Friday, September 23, 2011

The Winding Road to Being a Chemist

When I graduated in College in the year 2005, I couldn't apply for work yet. I can't because I don't have the license to do it. I mean both, literally and figuratively. So after I took home my diploma, I still need one more qualification in order to be 'fit to work'. And that is to pass the Chemists Licensure Examination.

This week, batch 2011 exprerienced what I had gone through few years back. Thus inspired this writing.

When we were still in the process of studying how atoms and molecules behave, we already heard pulsating stories that go with sitting down in that Room in MLQU, trying to figure out the best answer, and praying before and after knocking out the first and last item in the 2-day examination. We have heard tips like reading from cover to cover just one General Chemistry Book and you are few steps getting that seemingly elusive license. Fact is, every year, only half of the examinees pass the test. To give you a better picture, in our batch there were approximately 500 takers. And every year the number plays around that figure. The examination is done only in one venue ever since and that is Monzon Hall in Manual L. Quezon University.

My living in solitude now and liking it actually started when I reviewed at the University of San Carlos, Talamban, Cebu City. And that's where I developed my coping mechanisms. And then I realized it is fun to live independently. I derived so much fun in making decisions for myself. And until now, I am still loving it.

The 3-month review ended very fast and in September of 2005, we were put to a 'test'. The time to face our own fear. To duel against that risk of failing. To soldier on 'til the end of that grueling 2-day battle of solving problems.

Arriving in Manila a day before the exam, our professor, Maam Barrera, advised us not to open our notes and books anymore. So off we went to Glorietta in shorts and slippers with very little money to spend. That was my first time to be there. Not to mention that that was also my first time to ride an MRT. When we arrived at the hotel at the onset of darkness, we were all tired and exhausted, to the point of forgetting to browse our notecards before we dive in our own beds.

Then that BIG day came. That was September 8. We said, Today and Tomorrow serve as our judgement days. We arrived at MLQU around 6:30 am. Then we searched for our rooms. I felt the jitters all over me. My knees weakened as I went up the stairs to the 4th floor of the building. As I searched my name, I felt the shortness of my breath. I was gasping for air. When I found my name in the list posted at the door, I thought I'd faint so I doubled my steps so I could sit down immediately. My hands were uncontrollably and profusely sweating. I said my prayer and I felt a little better.

[Rows from a dataset]
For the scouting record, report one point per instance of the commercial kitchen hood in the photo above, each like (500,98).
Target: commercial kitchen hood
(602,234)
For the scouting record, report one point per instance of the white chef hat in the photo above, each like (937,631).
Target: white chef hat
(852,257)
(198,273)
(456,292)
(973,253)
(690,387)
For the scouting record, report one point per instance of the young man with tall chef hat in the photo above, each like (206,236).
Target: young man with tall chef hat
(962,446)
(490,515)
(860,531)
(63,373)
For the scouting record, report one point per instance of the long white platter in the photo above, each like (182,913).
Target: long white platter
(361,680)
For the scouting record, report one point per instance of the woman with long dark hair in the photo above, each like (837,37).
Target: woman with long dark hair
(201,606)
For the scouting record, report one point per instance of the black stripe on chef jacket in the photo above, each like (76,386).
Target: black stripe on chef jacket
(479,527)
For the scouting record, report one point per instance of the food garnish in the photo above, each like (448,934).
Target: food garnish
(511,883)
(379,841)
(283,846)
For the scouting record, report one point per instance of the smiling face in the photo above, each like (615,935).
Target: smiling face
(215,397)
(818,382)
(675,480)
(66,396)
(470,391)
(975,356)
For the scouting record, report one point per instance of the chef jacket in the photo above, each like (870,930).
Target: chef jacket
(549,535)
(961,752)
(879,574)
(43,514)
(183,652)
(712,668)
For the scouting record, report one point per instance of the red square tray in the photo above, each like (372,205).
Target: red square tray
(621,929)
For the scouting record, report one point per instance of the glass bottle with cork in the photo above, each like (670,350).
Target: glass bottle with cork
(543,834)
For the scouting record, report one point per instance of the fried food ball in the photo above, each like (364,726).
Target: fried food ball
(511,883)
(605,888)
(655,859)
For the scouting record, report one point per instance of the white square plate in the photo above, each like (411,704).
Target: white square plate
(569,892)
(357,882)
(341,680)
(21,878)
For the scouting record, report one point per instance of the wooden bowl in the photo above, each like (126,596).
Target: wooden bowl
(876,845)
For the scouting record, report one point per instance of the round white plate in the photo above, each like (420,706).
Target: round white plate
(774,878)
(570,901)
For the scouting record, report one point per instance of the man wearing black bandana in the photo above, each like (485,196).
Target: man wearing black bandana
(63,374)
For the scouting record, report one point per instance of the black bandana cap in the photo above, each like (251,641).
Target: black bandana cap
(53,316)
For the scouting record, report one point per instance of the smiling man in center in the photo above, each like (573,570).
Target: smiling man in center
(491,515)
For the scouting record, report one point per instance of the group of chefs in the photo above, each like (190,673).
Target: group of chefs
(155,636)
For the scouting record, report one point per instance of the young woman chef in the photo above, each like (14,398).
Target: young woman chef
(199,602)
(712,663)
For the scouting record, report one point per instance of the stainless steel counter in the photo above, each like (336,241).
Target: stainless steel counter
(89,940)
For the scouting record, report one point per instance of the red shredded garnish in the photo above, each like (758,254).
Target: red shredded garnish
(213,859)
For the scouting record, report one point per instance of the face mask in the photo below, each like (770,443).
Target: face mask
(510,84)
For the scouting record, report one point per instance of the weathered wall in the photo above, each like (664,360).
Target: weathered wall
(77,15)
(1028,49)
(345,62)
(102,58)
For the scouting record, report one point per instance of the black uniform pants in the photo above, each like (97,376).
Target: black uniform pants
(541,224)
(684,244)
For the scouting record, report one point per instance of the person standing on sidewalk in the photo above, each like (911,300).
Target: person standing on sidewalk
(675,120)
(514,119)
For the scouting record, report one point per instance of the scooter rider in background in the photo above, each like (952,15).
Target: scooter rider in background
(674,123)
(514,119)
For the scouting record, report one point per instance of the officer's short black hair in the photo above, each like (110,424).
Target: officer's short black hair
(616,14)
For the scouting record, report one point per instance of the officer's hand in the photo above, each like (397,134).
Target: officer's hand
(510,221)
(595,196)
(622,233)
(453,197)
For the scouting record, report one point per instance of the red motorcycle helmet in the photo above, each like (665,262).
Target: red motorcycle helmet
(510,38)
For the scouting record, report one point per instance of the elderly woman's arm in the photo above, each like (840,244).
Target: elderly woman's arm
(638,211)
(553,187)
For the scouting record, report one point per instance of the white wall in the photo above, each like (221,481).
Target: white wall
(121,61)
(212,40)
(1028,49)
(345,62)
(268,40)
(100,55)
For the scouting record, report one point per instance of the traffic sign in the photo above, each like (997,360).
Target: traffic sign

| Task requirements |
Reproduce the passage from the blog post about the chemistry licensure exam, starting at "The 3-month review" and ending at "our own beds.". The records have nothing to do with what is asked here.

| Response to this exercise |
The 3-month review ended very fast and in September of 2005, we were put to a 'test'. The time to face our own fear. To duel against that risk of failing. To soldier on 'til the end of that grueling 2-day battle of solving problems.

Arriving in Manila a day before the exam, our professor, Maam Barrera, advised us not to open our notes and books anymore. So off we went to Glorietta in shorts and slippers with very little money to spend. That was my first time to be there. Not to mention that that was also my first time to ride an MRT. When we arrived at the hotel at the onset of darkness, we were all tired and exhausted, to the point of forgetting to browse our notecards before we dive in our own beds.